Written instruction: Present the records below as a Markdown table with the columns Row and Line. Number each line in order and skip any blank lines.

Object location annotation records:
■ ■ ■ ■
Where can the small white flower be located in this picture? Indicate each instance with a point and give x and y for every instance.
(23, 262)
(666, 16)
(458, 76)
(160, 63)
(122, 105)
■ ■ ■ ■
Solved problem:
| Row | Line |
|---|---|
| 1 | Where can the small white flower be located in this picture? Indicate each instance with a point and give x and y for every instance. |
| 2 | (23, 262) |
| 3 | (666, 16) |
| 4 | (458, 76) |
| 5 | (160, 63) |
| 6 | (122, 105) |